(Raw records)

*-*-*

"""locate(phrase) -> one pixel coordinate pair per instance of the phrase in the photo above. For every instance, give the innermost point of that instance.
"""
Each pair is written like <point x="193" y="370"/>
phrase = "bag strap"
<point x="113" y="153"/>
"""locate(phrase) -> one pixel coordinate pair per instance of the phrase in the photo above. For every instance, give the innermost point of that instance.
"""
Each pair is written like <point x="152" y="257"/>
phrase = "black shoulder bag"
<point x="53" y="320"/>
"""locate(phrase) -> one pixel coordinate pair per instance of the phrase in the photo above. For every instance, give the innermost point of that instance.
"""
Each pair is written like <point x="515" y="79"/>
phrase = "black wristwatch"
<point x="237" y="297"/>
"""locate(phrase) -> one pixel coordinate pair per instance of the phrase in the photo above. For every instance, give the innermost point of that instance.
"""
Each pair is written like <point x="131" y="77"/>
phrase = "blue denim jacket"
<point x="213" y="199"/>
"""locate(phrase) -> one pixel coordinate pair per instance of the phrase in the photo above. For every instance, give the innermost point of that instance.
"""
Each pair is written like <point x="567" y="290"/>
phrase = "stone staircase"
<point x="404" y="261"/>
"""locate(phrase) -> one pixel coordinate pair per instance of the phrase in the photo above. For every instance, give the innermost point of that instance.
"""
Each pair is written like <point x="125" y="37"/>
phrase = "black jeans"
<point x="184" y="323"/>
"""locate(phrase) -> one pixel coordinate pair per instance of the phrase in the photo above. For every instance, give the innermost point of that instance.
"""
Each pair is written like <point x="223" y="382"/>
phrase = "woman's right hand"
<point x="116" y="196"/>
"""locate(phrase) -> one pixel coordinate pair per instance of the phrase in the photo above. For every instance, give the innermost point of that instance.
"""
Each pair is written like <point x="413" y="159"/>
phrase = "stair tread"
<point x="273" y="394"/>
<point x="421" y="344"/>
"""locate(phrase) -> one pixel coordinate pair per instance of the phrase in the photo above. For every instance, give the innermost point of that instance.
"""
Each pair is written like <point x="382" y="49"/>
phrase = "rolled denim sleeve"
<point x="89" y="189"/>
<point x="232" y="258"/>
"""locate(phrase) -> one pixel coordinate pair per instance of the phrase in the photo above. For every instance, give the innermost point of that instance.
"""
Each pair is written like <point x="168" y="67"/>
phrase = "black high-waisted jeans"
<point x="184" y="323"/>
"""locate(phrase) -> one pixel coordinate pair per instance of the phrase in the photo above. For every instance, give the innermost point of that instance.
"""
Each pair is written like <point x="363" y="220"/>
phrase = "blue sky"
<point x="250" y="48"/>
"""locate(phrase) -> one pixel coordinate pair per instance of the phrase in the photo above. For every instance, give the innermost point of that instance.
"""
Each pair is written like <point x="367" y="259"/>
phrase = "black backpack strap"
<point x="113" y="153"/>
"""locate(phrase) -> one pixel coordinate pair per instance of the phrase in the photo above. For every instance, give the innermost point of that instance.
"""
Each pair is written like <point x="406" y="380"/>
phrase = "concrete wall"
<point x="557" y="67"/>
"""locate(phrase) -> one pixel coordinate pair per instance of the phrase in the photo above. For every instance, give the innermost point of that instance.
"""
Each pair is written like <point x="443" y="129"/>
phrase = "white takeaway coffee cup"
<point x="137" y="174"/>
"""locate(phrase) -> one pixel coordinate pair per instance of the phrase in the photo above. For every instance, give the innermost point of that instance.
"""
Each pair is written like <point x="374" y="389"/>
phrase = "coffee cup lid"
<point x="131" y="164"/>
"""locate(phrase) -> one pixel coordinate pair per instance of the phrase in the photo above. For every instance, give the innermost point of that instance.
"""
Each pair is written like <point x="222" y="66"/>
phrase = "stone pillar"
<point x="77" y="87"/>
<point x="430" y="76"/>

*-*-*

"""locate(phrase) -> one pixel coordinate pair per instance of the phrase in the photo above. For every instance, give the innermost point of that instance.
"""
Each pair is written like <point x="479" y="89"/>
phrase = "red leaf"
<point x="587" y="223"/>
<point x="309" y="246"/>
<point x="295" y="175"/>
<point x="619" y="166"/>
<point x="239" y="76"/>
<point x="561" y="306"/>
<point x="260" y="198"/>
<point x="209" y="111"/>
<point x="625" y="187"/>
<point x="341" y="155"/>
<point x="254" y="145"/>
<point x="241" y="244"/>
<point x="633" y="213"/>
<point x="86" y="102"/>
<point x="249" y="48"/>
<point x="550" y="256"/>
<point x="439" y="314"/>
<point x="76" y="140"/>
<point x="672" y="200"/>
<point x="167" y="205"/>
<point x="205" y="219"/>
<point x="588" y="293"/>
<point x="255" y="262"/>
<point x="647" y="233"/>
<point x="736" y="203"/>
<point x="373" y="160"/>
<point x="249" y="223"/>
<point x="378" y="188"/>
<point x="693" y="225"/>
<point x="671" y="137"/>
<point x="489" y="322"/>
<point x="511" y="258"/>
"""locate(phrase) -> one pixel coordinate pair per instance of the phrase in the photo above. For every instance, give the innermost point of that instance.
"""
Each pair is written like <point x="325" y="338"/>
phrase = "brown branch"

*-*-*

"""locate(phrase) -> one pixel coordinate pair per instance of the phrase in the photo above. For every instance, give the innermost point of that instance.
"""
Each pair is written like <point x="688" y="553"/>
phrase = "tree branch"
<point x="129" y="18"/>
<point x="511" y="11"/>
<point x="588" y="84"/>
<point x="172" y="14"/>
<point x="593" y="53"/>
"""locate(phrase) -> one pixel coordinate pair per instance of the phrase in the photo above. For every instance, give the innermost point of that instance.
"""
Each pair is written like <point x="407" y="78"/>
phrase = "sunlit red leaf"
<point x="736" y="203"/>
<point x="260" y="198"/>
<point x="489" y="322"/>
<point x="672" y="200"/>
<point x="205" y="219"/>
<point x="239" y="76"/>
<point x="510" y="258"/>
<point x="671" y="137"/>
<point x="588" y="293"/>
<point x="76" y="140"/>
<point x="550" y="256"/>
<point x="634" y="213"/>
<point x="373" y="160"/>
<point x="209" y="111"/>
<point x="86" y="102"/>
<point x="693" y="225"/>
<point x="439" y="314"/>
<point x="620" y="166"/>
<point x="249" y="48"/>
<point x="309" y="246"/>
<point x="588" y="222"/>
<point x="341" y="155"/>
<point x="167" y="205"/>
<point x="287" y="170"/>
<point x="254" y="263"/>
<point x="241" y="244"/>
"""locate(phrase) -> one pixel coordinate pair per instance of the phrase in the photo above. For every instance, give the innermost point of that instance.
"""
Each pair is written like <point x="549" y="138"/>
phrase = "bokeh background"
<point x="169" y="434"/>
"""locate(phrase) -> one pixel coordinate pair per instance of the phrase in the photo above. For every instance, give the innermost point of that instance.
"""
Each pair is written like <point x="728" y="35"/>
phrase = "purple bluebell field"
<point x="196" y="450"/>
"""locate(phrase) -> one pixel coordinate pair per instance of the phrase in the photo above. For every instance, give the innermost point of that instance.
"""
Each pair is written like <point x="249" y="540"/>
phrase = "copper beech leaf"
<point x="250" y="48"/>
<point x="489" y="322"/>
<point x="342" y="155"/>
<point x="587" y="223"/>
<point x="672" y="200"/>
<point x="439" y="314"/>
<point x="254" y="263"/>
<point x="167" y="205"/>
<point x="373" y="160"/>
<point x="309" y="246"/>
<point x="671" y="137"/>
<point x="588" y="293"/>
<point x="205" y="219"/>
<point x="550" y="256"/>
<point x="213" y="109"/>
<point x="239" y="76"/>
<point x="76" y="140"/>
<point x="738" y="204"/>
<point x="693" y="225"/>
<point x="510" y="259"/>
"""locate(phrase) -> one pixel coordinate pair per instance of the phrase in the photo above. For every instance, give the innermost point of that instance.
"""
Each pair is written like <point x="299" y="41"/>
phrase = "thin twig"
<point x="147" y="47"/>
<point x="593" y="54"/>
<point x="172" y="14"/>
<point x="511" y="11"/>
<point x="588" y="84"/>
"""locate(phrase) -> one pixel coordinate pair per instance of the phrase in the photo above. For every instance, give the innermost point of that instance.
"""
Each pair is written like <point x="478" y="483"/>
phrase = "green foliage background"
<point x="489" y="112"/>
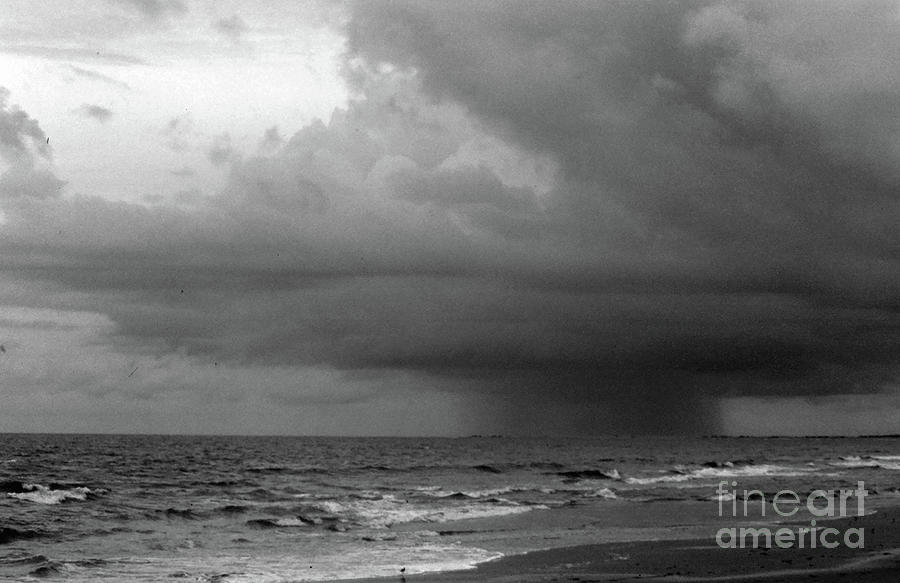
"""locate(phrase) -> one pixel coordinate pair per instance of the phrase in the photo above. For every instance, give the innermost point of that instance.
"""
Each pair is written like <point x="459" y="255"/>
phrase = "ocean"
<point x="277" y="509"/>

*-*-*

Directions:
How many lines of the records contain the string "branch"? Case counts. Give only the number.

Task output:
2